- Instructions to follow
Show each line of the entries below that contains the word "photograph".

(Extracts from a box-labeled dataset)
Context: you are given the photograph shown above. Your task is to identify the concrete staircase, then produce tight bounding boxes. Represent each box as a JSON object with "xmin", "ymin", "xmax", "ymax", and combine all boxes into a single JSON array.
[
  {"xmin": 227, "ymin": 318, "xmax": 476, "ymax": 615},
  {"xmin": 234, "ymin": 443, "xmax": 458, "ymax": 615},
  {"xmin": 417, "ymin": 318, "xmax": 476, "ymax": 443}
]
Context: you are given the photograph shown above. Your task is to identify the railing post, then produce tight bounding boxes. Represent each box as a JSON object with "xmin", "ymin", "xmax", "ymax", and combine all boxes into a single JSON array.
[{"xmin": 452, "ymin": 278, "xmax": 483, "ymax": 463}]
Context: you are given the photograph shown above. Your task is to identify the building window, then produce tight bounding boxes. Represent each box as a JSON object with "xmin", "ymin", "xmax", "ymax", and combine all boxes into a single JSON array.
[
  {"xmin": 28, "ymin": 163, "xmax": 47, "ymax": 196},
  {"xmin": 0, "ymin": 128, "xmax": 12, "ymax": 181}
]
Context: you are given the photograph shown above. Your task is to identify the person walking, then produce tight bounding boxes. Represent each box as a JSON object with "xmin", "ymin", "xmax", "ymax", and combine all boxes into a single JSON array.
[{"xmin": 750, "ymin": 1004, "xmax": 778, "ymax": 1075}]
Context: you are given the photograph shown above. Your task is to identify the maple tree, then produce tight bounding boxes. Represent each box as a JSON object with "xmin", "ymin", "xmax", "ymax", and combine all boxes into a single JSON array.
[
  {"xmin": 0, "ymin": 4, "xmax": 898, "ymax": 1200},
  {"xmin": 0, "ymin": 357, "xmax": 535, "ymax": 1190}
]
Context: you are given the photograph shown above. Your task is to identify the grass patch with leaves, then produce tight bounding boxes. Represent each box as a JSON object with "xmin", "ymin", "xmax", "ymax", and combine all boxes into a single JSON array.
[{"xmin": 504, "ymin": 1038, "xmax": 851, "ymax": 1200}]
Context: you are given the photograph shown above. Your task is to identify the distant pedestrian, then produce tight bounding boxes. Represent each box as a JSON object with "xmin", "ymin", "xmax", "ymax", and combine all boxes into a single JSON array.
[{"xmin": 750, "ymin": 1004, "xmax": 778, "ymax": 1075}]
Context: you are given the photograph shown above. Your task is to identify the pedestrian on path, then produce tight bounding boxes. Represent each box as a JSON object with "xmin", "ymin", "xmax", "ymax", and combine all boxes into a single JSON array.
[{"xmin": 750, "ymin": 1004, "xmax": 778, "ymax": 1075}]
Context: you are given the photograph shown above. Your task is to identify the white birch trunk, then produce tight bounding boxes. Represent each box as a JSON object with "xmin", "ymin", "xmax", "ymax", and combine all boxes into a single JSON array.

- Task answer
Context: you are given the photograph shown above. Your task is to identify the concrete staircase, then produce tight bounding boxes. Represent each box as a JSON object with "xmin", "ymin", "xmax", "ymax", and combine all boxes into a single JSON array.
Context: you are given the photograph shown above. Your task is to identify the railing post, then produce tight bounding boxes. Represent each box as a JSON object with "xmin", "ymin", "xmax", "ymax", and combine all boxes into a single JSON array.
Context: you are given the photograph shown above. Your task is to identify the building window, then produce tight bounding boxes. Represent each box as a JSON object with "xmin", "ymin", "xmax", "ymax", and combine all boxes into a single JSON array.
Context: you are given the photograph shown above. Your task is to identify the person walking, then produce tight bounding boxes. Represent each box as a JSON object with "xmin", "ymin", "xmax", "ymax", and combine all boxes into a single JSON array.
Context: you are given the photograph shown above. Your task is to identify the maple tree, then produce tight bounding boxes. Represent each box as a JSON object with "xmin", "ymin", "xmax", "ymax", and combine all boxes into a single JSON array.
Context: you are given the photograph shown above. Your task is to identify the grass patch with leaves, then produce tight bounding boxes. Represent each box as a JSON object with "xmin", "ymin", "xmax", "ymax", and combine all boxes into a single JSON array.
Context: you are given the photograph shown above. Your task is to identify the distant pedestrian, then produce tight bounding boxes. Represent each box as a JSON object with "xmin", "ymin", "xmax", "ymax", and combine all boxes into a single JSON array.
Context: you are given the photograph shown above. Your task is to identify the pedestrian on path, then produce tight bounding boxes. Represent each box as a JSON object with "xmin", "ymin", "xmax", "ymax", and combine all boxes into a single JSON array.
Context: you are given the photograph shown above. Your task is to identify the white birch trunk, then produce tight bounding boxes. Represent each box as a JSON object with "xmin", "ymin", "xmax", "ymax", and combine all boxes into a single JSON array.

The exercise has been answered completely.